About this exercise: In the Park City walking-tour text, what did the last mining company begin converting to as its main moneymaker?

Text excerpt:
Wednesday, May 29th.
Ah Minnesota. We are 1500 miles from home and still you are all around us. We went for a walk along Main Street with a guide to explain some of the city’s history and stories behind the buildings.
With us on the walk was a Chinese-American woman from Orange County California who had spent five years in Minnesota in Winona, St. Cloud, and Minneapolis. There was a family. Senior woman was from Minnetonka, her father was one of the founders of LarsonAllen. LA is a firm of CPAs, big in the Midwest with a PA presence also. Son of senior woman was a grad of St. Mary’s in Winona. He, his wife and three sons now live in Wyoming. That was the group.
Park City is a town built on mining. Literally. The early town was quite small, mainly used for lumbering. When silver was discovered in the 1860s, the town grew more rapidly. At one time, there were about 30 mines in operation in the area. The town’s fortunes rose and fell based on the price and need for silver. After World War II, silver was a bust. So was the town.
The last mining company began a conversion to skiing as its main moneymaker. Growth was slow. Eventually in the late 1980s skiing began to have a major impact. There are currently three major ski slopes in the area. In fact, today there was an announcement that the Vail companies may be taking over one or more of the ski slopes.
Also, in the early 1980s, the Sundance Film Festival moved to Park City. That helped to spur explosive growth. Nowadays, over 40,000 people attend the film festival, a greater than five fold increase over its population of 7600.
The ski resorts lease the land, the silver mines are closed but the tunnels still exist under the slopes. Technically silver could still be mined but they seem to be doing quite well mining tourist pockets. No mine tours are offered now. The walk pointed out the ski lift in town is in the same location as the aerial lift which transported the ore down from the mountain to the train station in town for transfer to the smelters in Salt Lake City.

Provided records:
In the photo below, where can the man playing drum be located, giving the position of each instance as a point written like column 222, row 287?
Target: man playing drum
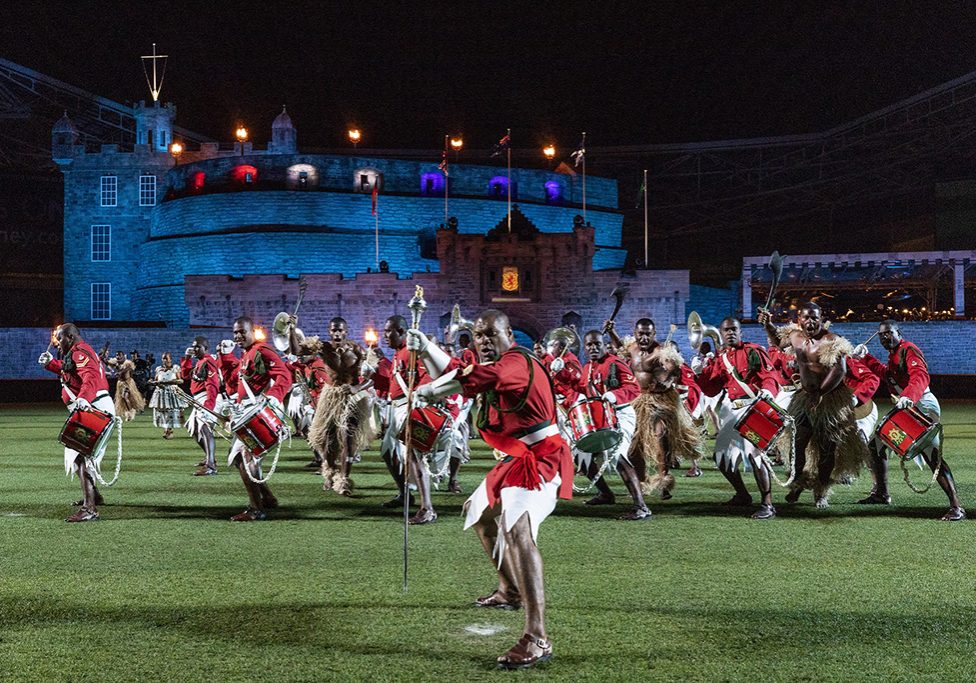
column 742, row 371
column 83, row 387
column 609, row 378
column 822, row 407
column 204, row 376
column 519, row 420
column 263, row 374
column 392, row 449
column 907, row 378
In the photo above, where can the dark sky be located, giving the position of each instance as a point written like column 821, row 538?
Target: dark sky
column 409, row 72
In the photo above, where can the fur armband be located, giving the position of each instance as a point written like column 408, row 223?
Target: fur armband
column 784, row 332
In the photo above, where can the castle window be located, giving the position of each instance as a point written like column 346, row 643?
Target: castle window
column 109, row 190
column 244, row 174
column 554, row 193
column 147, row 190
column 101, row 301
column 498, row 188
column 101, row 241
column 432, row 184
column 366, row 178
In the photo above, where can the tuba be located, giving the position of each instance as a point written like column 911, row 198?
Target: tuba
column 567, row 335
column 456, row 325
column 697, row 331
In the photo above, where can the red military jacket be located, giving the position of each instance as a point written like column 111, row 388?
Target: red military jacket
column 401, row 365
column 383, row 377
column 861, row 380
column 265, row 373
column 518, row 399
column 750, row 363
column 688, row 388
column 905, row 373
column 82, row 372
column 204, row 376
column 468, row 357
column 228, row 364
column 609, row 374
column 315, row 374
column 567, row 379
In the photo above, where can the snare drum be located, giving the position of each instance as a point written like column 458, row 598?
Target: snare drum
column 594, row 424
column 762, row 423
column 86, row 431
column 426, row 426
column 907, row 431
column 259, row 428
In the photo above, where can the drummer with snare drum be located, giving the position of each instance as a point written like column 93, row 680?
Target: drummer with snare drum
column 742, row 370
column 84, row 387
column 608, row 379
column 261, row 377
column 906, row 376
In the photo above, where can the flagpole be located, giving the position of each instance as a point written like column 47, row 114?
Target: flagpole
column 646, row 264
column 508, row 149
column 447, row 180
column 584, row 177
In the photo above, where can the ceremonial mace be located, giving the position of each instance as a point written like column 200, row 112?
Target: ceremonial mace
column 775, row 265
column 417, row 307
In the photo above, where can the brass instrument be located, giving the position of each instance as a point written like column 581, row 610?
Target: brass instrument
column 567, row 335
column 456, row 325
column 697, row 331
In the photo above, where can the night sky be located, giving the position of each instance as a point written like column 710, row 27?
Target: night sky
column 409, row 72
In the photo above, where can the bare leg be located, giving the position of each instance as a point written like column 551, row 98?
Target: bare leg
column 629, row 476
column 426, row 513
column 528, row 571
column 508, row 591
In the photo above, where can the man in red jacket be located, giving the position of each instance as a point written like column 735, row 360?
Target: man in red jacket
column 201, row 368
column 264, row 373
column 906, row 376
column 742, row 371
column 83, row 387
column 519, row 421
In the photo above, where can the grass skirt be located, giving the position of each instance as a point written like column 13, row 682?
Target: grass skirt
column 680, row 438
column 336, row 416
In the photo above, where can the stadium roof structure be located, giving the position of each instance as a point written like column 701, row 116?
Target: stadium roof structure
column 868, row 286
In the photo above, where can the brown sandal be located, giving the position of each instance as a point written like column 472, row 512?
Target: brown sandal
column 519, row 657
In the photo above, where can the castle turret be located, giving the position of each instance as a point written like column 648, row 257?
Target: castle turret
column 284, row 137
column 64, row 136
column 154, row 125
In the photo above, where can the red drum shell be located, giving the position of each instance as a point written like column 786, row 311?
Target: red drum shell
column 85, row 430
column 426, row 425
column 762, row 423
column 259, row 428
column 594, row 424
column 907, row 431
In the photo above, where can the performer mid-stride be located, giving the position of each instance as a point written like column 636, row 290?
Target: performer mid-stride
column 83, row 387
column 518, row 419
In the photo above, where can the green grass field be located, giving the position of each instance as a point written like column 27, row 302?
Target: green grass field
column 165, row 588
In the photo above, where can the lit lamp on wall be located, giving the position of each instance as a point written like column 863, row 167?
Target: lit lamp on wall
column 456, row 144
column 549, row 152
column 175, row 150
column 241, row 135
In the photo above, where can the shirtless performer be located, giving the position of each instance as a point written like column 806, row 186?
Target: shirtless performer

Answer section: Skiing.